** Source passage follows **
TL;DR: They’re an international phenomenon, often accused of being famous for being famous. Derided and overlooked, the Kardashian family’s entrepreneurial business acumen is nearly unmatched in the digital age. Billionaires several times over, depending on who is counting, their success spans entertainment, fashion, cosmetics, social media, and beyond. There’s a lot Bitcoiners can learn from a groundbreaking group of women who literally changed the culture.
Bitcoiners Should Keep Up with the Kardashian Model
By now, even the hoodie-wearing, cargo shorts-sporting nerds who lurk around cryptocurrency message boards can name a decent chunk of the Kardashian clan. Made up of a matriarch, Kris Jenner, father/stepfather Caitlyn Jenner, sisters Kourtney Kardashian, Kim Kardashian West, Khloé Kardashian, Kendall Jenner, Kylie Jenner, and lesser-known brother Rob Kardashian, they’ve dominated the reality television genre for more than a decade.
The family had a few advantages thanks to Kris’ marrying well. Her first husband, from which the Kardashian name comes, was himself famous as an attorney, and her second husband, of course, was Olympic Gold Medalist Bruce Jenner. It’s not like Kris and her kids started from nothing. However, considering where they’ve gone since, by any number of metrics their success is breathtaking. Kris began her working life as a flight attendant, and decades later now in her early 60s has a reported personal net worth of $90 million. That’s just the mother.
Kylie Jenner, the youngest of the current crop, 22, is widely celebrated as one of the fastest self-made billionaires in history. Her cosmetics line alone is a powerhouse in the industry, coveted by women of all ages. Kendall, 24, her slightly older sister, is the highest-paid supermodel in the world. And we’ve not even tabulated the wealth of best-known Kardashian, Kim. Laugh and scoff all you want, but these women have built fortunes seemingly with no discernible talent. Or, better put, they probably saw unconventional avenues few recognized, took those paths, and worked with what they had.
** End of Source passage **
** Records follows **
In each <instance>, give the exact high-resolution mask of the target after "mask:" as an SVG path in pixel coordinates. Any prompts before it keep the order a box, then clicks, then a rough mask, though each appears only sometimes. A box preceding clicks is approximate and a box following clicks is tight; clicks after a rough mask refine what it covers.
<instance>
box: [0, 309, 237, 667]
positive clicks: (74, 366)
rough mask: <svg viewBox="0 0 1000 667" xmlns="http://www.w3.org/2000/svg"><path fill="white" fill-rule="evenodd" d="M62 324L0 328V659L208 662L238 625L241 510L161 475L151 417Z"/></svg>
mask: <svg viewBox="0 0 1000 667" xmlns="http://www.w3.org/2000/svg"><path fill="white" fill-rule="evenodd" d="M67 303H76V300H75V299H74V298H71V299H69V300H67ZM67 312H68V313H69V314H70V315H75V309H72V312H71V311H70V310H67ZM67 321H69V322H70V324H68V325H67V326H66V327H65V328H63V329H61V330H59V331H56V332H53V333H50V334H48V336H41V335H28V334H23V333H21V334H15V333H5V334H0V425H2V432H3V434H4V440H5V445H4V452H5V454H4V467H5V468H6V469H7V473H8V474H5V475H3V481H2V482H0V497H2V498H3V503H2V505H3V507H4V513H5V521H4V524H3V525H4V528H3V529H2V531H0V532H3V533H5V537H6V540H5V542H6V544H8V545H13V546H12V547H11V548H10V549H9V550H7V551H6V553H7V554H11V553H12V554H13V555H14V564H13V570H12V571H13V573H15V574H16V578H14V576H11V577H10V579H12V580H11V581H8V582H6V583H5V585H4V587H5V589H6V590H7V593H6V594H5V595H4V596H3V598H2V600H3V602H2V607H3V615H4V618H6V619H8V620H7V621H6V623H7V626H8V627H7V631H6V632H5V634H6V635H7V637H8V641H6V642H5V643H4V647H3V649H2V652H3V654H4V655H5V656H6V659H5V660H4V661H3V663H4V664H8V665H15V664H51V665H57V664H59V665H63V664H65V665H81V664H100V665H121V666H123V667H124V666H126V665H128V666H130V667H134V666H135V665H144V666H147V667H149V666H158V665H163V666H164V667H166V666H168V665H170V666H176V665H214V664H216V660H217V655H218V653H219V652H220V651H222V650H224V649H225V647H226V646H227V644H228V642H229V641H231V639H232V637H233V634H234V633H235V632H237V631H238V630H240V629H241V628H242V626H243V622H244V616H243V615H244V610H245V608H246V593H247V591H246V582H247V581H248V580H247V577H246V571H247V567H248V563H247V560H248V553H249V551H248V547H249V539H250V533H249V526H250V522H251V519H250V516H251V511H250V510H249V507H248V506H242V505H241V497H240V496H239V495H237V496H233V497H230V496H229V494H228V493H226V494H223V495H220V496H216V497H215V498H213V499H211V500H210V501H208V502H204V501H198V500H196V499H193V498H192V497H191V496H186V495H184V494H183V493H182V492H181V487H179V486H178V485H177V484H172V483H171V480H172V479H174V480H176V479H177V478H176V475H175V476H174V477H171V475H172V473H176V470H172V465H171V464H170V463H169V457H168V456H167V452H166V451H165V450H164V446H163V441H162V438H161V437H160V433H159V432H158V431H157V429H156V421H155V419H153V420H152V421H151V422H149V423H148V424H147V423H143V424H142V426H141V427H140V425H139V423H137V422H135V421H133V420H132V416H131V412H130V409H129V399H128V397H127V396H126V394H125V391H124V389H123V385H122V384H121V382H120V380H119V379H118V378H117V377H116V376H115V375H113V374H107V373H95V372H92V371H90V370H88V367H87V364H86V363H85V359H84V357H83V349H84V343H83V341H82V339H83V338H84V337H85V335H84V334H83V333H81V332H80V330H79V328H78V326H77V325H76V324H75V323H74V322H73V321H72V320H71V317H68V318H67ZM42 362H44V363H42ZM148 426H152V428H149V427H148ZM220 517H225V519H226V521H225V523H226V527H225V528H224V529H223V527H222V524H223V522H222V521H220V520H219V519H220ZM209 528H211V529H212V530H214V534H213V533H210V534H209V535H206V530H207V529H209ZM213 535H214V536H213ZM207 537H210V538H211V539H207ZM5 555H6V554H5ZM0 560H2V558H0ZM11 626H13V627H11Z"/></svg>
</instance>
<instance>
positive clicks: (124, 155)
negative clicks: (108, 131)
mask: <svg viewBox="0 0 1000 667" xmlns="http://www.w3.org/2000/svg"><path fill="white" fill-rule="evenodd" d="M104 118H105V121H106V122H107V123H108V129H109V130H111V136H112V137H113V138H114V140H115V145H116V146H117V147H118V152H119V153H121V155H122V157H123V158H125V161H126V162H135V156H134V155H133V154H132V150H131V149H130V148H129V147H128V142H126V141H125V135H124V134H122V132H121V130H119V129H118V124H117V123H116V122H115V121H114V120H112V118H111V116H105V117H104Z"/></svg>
** End of Records **
Continue the Kardashian business article from the point where it stops.

[Output]
Bucking Trends, Creating Trends
Kardashians weren’t going to light up the philosophical world with a mind-bending tome. There doesn’t seem to be a science Nobel Laureate in the bunch. It’s doubtful they’ve read Mises or Rothbard to gain a better understanding of human action or economics. So how’d they do it? A combination of luck, for sure, but taking opportunities when they arose, investing in the brand, knowing what they’re good at, and being fearless are traits Bitcoiners would do well to emulate.
Prior to the Kardashians, the female form, for example, was headed toward a muscular, gaunt, almost mannish popular aesthetic. The Rubenesque woman’s body was something of a bygone look, left in the ashes of when Marilyn Monroe graced tabloids. It’s safe to write Kim Kardashian turned the aerobic waif, that drugged-out chic look, on its head. She’s busty, hippy, and her famous buttocks are a global sensation.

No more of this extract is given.